- DATA IN THIS EXERCISE:
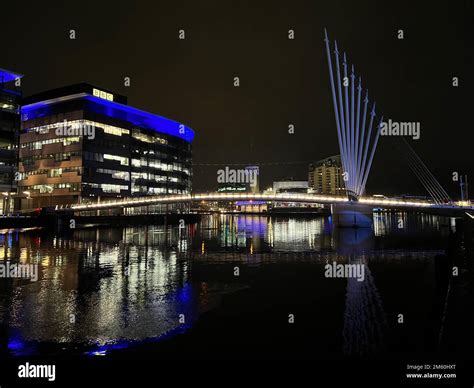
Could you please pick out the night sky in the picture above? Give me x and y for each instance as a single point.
(282, 81)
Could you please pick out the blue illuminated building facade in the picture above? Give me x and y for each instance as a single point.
(10, 99)
(82, 143)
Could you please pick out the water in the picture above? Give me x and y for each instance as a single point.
(102, 290)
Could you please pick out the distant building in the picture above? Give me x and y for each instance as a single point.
(10, 100)
(325, 176)
(82, 143)
(290, 186)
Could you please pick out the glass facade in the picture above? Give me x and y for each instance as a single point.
(10, 99)
(72, 150)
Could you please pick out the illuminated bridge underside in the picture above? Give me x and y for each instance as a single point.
(286, 197)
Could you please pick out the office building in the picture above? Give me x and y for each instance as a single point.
(10, 99)
(82, 143)
(325, 176)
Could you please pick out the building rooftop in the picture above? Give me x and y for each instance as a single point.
(7, 76)
(105, 103)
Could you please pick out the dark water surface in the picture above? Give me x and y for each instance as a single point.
(140, 290)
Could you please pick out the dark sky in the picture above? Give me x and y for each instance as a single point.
(282, 81)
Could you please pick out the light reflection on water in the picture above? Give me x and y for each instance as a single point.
(102, 289)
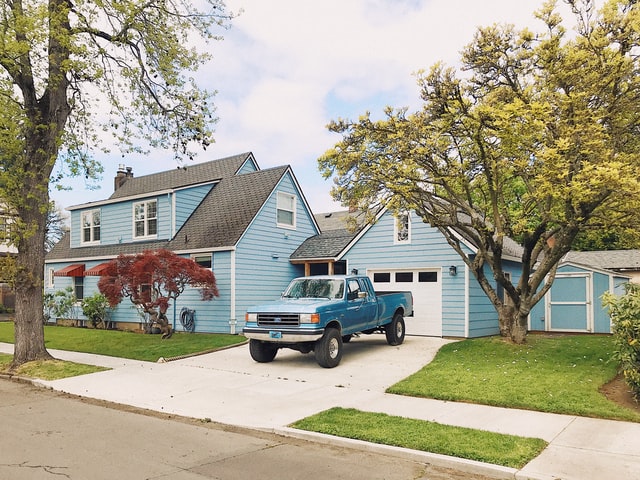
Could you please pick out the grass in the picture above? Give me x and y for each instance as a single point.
(130, 345)
(559, 374)
(48, 369)
(498, 449)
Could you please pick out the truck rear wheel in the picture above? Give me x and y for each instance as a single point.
(262, 352)
(328, 349)
(395, 330)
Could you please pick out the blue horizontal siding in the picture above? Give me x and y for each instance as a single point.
(263, 269)
(427, 249)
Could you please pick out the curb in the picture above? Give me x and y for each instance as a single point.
(497, 472)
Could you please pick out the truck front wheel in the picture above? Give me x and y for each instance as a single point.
(262, 352)
(395, 330)
(328, 349)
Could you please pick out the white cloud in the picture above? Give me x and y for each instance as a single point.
(287, 67)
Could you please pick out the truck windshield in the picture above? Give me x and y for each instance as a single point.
(315, 288)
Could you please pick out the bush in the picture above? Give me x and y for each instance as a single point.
(96, 309)
(60, 304)
(625, 316)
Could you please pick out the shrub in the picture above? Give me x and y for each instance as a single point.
(60, 304)
(96, 309)
(625, 316)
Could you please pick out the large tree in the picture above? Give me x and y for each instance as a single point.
(151, 280)
(537, 139)
(72, 70)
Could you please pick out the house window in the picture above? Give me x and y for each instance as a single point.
(204, 261)
(145, 219)
(382, 277)
(286, 210)
(404, 277)
(402, 230)
(78, 287)
(427, 277)
(5, 229)
(90, 221)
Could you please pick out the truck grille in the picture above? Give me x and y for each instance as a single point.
(278, 319)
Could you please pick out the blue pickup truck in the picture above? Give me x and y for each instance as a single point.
(320, 313)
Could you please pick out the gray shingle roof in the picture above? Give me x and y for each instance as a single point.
(182, 177)
(226, 212)
(219, 221)
(334, 238)
(607, 259)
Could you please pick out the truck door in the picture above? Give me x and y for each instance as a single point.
(356, 318)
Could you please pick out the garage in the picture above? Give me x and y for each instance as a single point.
(426, 287)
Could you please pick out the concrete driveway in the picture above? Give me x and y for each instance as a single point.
(229, 387)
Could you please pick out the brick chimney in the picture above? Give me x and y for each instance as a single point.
(122, 175)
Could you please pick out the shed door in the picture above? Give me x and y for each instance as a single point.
(426, 287)
(569, 303)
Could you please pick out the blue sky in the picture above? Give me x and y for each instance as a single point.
(287, 67)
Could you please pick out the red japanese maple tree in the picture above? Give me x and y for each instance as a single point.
(152, 279)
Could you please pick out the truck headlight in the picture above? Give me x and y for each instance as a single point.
(309, 318)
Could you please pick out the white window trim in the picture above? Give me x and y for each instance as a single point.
(146, 235)
(91, 228)
(396, 231)
(195, 256)
(293, 210)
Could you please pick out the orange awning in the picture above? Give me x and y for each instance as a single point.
(75, 270)
(97, 270)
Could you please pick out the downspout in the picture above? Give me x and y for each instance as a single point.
(232, 318)
(466, 301)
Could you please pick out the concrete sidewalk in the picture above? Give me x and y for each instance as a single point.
(229, 387)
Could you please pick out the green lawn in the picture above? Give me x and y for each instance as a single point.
(135, 346)
(560, 374)
(482, 446)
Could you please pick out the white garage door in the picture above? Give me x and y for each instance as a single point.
(426, 286)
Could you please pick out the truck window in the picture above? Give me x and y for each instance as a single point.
(354, 289)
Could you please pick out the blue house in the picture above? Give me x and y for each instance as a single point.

- TASK ITEM: The records above must be printed exactly; the pictures stay out.

- RESULT BELOW:
Could you please pick out the night sky in the picture above? Give me x and y for each instance as a single point.
(282, 81)
Could you please pick out the blue illuminated building facade in the picture above? Give me x and y for each instance as a single point.
(10, 99)
(82, 143)
Could you please pick out the water in the picture above? Give me x and y for each instance as a single point.
(102, 290)
Could you please pick out the distant building in the picture above? Give me x and y for each instance as a single point.
(10, 100)
(325, 176)
(82, 143)
(290, 186)
Could you please pick out the glass facade in the picture above? Give me x and y for each instance as a single point.
(10, 99)
(72, 150)
Could you please pick out the illuminated bridge underside in the picture above? Give me x and y for each instance as a single point.
(286, 197)
Could you please pick out the office building in the picture above? Give me x and y for each instance as a single point.
(10, 99)
(82, 143)
(325, 176)
Could you please pick out the building rooftop in the picture above? Give me x and y for each instance as a single point.
(7, 76)
(105, 103)
Could you please pick out the dark water surface in the picture above? Give me x and y for each instance as a single point.
(140, 290)
Could you please pick out the dark sky in the picture above? Give me x and y for each instance as a single point.
(282, 81)
Could you please pick out the light reflection on water in the picture above? Give me x and y for each instance as a single point.
(102, 289)
Could you please pick out the grass in the picture above? Give me x and y for each instance as a single point.
(130, 345)
(559, 374)
(48, 369)
(498, 449)
Could you please pick out the truck rear wheel in the picture above? Give me x and y for each instance as a single point.
(262, 352)
(328, 349)
(395, 330)
Could you please pick out the blue horizontal siding in the picture above? Give me x and y for each instance as a single point.
(263, 269)
(427, 249)
Could you please pick out the curb in the picture above? Give me x and y for each instance as a single point.
(497, 472)
Could you please pick out the truck front wheel in the picture above? Give me x and y for each instance as a single point.
(262, 352)
(395, 330)
(328, 349)
Could you please pick out the white cloud in the picture above? Give me x and y for each instance as a single point.
(287, 67)
Could you please pick out the truck windshield in the picture above? Give me x and y for each instance as a single point.
(315, 288)
Could you please pick out the bush in the picture above? Give me x and y for each instance as a single point.
(96, 309)
(60, 304)
(625, 316)
Could you please pick out the shrub in the picture above? Give me x and y for each instance as a single point.
(60, 304)
(96, 309)
(625, 316)
Could you please pick out the large tree in the picture above? Give me x and y for each instance as a single point.
(151, 280)
(537, 139)
(72, 70)
Could you please pick out the house window in the picture above? Give me x and y for each instance as a single point.
(204, 261)
(145, 219)
(382, 277)
(286, 210)
(404, 277)
(402, 230)
(78, 287)
(427, 277)
(5, 229)
(90, 221)
Could you please pick out the truck grille in the picture above? Give me x and y for each instance as a single point.
(278, 319)
Could you please pick out the blue pickup truck in the picture above? Give me x and y for each instance as a single point.
(320, 313)
Could you please pick out the gray shingle roof in the picture above? Give me x and y for each instance as a single point.
(182, 177)
(226, 212)
(219, 221)
(334, 238)
(607, 259)
Could you please pick out the truck door in the picture above? Give me x and y for each instance as a single point.
(356, 318)
Could you please pick out the garage in the picture above? Give me x and y for each instance as a single point.
(426, 287)
Could you please pick out the concrete driveway in the picture above? Give me x and y for each instance as a single point.
(229, 387)
Could you please pick out the brick chimney in the picture above? Give me x and y for each instance as a single point.
(122, 175)
Could you please pick out the shed door in the picture above? Give me x and y for each instance as a single point.
(426, 287)
(569, 303)
Could you please pick out the blue sky in the picture above? Give me x and y for each instance as a single point.
(287, 67)
Could you please pick out the red japanese maple tree in the picture above? Give me x and y for each instance as a single point.
(152, 279)
Could you please pick out the truck headlight in the picture above? Give me x and y for each instance as a single point.
(309, 318)
Could you please pick out the white window trim in the picture above? Give me x and y for each instance as a single point.
(146, 235)
(91, 228)
(396, 231)
(195, 256)
(293, 210)
Could you please pick out the orange awning in the picture above? Give me x and y for each instance as a single point.
(75, 270)
(97, 270)
Could you please pick out the downspout in the picture above? Give me x and y for each instance as a single point.
(232, 318)
(466, 301)
Could you please pick out the concrete sidewalk in the picture above? Give me x and y for each instance as a single point.
(229, 387)
Could you please pick out the green lawn in the picture above? Give me x and y for each instance as a single point.
(135, 346)
(560, 374)
(482, 446)
Could you please pick out the white garage door in the picture above? Give me x and y for each instance as a single point.
(426, 286)
Could you please pick out the truck window in the picture above? Give me x and y for each instance as a single point.
(354, 289)
Could you please pick out the blue house in the picture above? Give me x and y for each instance as a single point.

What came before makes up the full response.